■ **Document section**
Once again, the fate of the Jews, especially in Jerusalem, is dicey. The Roman Empire deals quickly and devastatingly with insurrection. The appearance of John the Baptizer reminds Matthew of Elijah. Living and prophesying in the wilderness near Jerusalem, all kinds of people come to hear John, including the religious establishment. He spares no one in his condemnation and judgment. But he goes further. He is merely preparing the way for another whose sense of justice is so keen and unequivocal that he will not just warn of judgment, he will execute judgment that is hones and fair.

By the time of the appearance of John the Baptist and Jesus, history had taught the Jews that they were a small, easily conquered people in a world of superpowers and that the faults of their own leadership were exposed and exaggerated in threatening times. Even basic justice and fairness could not be expected. Once again, then, the biblical claim of an ideal One who reliably and regularly dispenses justice so fair it was immediately self-evident is bold and asserts a totally unexpected hope. Also again, this hope is not from human calculations. It is so bold, so ideal, so certain it could only come from God.

Saved data entries:

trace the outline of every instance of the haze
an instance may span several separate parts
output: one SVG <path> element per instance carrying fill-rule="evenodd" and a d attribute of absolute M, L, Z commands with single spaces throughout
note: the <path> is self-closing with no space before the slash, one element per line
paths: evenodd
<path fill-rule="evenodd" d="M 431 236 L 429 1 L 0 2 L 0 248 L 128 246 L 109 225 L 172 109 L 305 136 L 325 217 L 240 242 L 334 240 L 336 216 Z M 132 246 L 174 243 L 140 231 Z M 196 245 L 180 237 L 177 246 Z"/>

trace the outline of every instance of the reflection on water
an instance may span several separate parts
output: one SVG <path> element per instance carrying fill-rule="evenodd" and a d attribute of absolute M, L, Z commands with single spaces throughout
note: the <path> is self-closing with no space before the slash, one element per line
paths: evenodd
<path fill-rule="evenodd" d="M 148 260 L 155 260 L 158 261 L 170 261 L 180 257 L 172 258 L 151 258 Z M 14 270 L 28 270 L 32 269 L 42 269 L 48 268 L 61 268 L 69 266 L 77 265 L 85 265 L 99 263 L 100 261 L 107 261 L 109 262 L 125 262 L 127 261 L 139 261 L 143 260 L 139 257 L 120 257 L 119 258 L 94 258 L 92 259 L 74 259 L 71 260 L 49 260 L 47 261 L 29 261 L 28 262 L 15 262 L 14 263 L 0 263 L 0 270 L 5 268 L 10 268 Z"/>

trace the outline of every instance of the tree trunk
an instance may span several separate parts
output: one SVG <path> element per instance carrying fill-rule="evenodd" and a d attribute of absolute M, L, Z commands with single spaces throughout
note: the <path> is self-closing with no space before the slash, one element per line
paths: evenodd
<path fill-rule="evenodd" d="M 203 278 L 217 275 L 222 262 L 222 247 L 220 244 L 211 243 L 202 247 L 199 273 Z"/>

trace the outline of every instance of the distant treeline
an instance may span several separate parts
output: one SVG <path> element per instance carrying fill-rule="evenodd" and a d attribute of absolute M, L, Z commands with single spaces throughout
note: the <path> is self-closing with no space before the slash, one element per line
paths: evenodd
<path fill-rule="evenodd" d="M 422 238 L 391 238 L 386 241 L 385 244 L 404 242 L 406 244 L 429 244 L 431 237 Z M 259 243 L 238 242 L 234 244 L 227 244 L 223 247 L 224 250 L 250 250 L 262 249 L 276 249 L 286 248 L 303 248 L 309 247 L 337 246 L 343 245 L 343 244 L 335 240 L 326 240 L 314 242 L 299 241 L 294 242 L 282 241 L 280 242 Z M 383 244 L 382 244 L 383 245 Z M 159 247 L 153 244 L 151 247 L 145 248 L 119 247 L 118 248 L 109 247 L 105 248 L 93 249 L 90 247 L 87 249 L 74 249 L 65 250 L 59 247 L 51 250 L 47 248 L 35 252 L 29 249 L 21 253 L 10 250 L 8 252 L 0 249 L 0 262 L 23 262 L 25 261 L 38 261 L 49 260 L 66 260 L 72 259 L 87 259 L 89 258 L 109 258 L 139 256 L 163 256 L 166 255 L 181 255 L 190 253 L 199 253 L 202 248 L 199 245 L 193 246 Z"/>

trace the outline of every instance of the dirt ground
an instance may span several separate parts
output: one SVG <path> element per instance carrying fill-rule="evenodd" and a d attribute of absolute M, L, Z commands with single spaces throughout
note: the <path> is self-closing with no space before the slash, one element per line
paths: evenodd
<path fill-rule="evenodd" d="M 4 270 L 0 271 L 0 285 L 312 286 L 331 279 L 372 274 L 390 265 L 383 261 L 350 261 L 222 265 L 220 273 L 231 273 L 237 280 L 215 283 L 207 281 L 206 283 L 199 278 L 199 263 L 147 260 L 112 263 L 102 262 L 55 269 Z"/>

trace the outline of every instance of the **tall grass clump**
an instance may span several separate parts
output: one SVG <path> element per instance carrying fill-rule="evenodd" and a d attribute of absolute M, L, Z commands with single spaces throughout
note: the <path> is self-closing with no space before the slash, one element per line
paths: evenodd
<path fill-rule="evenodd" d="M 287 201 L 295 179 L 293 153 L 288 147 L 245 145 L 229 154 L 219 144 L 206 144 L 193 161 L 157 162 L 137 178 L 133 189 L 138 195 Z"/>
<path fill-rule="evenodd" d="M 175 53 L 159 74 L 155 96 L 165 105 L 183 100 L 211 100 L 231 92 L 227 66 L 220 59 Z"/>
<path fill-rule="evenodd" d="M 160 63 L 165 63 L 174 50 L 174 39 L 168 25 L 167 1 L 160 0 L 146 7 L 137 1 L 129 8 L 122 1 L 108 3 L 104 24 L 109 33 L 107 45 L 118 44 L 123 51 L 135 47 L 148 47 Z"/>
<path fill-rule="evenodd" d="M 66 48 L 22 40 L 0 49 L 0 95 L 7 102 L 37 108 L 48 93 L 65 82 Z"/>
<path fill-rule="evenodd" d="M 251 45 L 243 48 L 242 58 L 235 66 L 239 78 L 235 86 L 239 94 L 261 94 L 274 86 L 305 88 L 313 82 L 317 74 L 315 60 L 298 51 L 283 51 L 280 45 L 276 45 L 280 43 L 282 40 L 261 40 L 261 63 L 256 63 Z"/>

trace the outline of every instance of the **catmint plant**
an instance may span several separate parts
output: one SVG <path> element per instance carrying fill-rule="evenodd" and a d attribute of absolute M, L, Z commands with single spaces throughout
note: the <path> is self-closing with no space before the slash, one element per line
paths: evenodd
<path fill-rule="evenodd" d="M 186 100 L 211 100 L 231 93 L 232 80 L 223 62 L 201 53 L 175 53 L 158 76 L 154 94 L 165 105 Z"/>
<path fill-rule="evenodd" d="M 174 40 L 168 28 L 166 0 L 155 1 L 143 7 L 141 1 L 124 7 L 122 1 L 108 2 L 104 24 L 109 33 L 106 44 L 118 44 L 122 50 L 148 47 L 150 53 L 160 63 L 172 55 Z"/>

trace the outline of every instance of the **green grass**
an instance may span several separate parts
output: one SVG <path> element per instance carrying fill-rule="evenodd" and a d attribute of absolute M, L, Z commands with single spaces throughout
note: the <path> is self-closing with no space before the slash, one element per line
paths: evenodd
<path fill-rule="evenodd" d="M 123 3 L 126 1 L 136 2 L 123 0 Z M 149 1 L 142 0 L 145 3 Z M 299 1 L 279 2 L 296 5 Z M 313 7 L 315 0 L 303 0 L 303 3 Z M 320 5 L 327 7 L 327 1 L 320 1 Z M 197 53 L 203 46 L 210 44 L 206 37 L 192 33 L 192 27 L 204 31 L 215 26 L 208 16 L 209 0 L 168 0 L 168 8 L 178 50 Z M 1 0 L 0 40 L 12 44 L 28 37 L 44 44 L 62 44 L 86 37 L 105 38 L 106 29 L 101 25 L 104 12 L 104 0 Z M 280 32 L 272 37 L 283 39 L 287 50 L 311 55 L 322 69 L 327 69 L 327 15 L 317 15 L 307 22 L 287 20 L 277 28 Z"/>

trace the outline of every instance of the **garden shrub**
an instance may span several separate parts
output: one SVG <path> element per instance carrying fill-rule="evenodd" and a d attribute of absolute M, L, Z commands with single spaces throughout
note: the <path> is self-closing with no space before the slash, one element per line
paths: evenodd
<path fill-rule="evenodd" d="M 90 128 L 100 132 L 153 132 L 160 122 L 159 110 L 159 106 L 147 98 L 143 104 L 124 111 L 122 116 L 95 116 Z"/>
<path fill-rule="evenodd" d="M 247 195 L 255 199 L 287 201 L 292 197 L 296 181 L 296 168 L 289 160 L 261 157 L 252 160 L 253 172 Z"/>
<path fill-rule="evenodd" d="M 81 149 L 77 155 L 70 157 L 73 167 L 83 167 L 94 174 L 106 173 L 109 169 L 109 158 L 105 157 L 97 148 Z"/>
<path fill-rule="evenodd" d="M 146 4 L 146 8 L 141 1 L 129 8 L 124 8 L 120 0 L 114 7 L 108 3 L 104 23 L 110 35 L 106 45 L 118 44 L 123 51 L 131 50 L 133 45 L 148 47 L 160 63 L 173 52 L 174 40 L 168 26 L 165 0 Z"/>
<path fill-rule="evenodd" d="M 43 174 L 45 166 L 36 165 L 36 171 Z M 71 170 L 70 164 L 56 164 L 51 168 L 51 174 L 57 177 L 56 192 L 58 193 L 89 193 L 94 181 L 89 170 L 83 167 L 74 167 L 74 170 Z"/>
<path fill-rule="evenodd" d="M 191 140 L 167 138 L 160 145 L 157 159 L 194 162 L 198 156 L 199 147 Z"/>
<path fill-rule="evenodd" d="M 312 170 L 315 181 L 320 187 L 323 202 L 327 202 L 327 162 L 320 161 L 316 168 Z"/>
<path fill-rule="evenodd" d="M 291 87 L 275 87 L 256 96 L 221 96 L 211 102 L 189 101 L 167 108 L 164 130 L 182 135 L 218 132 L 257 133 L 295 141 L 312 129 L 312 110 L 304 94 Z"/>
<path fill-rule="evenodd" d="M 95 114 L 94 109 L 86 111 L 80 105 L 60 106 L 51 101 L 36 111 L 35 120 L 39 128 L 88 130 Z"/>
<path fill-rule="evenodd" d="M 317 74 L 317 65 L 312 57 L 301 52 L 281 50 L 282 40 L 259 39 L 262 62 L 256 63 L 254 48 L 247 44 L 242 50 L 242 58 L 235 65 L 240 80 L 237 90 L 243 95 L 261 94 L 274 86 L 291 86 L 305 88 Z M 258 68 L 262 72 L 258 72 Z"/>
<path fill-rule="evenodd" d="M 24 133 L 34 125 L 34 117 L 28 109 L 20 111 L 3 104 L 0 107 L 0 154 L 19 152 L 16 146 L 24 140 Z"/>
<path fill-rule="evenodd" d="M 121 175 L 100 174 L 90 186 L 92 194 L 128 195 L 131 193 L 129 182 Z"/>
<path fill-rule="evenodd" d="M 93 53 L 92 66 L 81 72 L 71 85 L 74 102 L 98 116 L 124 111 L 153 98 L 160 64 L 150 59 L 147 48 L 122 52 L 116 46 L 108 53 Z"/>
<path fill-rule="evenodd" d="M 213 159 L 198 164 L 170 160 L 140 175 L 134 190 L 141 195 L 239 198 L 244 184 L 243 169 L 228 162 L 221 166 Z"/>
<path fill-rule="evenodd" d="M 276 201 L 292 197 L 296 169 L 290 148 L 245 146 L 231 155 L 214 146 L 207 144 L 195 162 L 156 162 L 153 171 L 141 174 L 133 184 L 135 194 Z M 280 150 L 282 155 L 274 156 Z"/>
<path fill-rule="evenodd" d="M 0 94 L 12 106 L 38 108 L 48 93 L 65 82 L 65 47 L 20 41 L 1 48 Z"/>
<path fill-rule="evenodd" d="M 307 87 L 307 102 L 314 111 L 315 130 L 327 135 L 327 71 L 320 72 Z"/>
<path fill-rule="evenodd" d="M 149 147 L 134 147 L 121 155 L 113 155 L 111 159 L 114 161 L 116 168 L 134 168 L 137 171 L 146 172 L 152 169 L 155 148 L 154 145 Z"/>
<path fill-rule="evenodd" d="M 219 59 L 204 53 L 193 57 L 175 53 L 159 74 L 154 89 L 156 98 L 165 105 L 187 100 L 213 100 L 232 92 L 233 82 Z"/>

■ **Objectives**
1. In the listing, take the lines from the one with "trace the outline of every instance of the reflection" up to and including the one with "148 260 L 155" and switch "reflection on water" to "water reflection", leaving everything else the same. Give back only those lines.
2. Continue the passage about John the Baptist and the hope for God's justice from its final sentence.

■ **Answers to the exercises**
1.
trace the outline of every instance of the water reflection
an instance may span several separate parts
output: one SVG <path> element per instance carrying fill-rule="evenodd" and a d attribute of absolute M, L, Z commands with single spaces throughout
note: the <path> is self-closing with no space before the slash, one element per line
paths: evenodd
<path fill-rule="evenodd" d="M 148 260 L 155 260 L 158 261 L 170 261 L 180 257 L 172 258 L 151 258 Z M 14 270 L 28 270 L 32 269 L 42 269 L 48 268 L 61 268 L 69 266 L 77 265 L 85 265 L 99 263 L 100 261 L 107 261 L 109 262 L 125 262 L 127 261 L 139 261 L 143 260 L 139 257 L 120 257 L 119 258 L 94 258 L 92 259 L 74 259 L 71 260 L 49 260 L 47 261 L 29 261 L 28 262 L 15 262 L 14 263 L 0 263 L 0 270 L 5 268 L 10 268 Z"/>

2.
Jurgen Moltmann explores the unique quality of biblical hope throughout his work as a theologian. This biblical hope is not a higher degree of optimism or even hope in the usual sense of the word. Biblical hope, however, is rooted in the very foundations of the entire biblical experience. It is an extension of the very notion of God as creator and sustainer. It asserts, against all conventional evidence, that God is not indifferent to the well-being of creation. The twentieth century tested this hope for all and shattered it for many. Wars, holocaust, pogroms, mass murder, saturation bombing, the well-being of a few dependent on the suffering of many, confront us with stark realities about ourselves, our institutions, our abilities and failures. Cynicism is an easy way out. Even nihilism can have a seductive attraction. Anyone who participates in biblical hope, therefore, had better be prepared for no easy answers, no quick solutions. In an essay in his collection
, Figuring the Sacred, Paul Ricoeur writes: "hope is both irrational, as being 'in spite of' death and 'beyond' despair, and rational, as asserting a new law, the law of superabundance, the superabundance of sense over non-sense."  "...[H]ope opens up what knowledge claims to close." (p.216)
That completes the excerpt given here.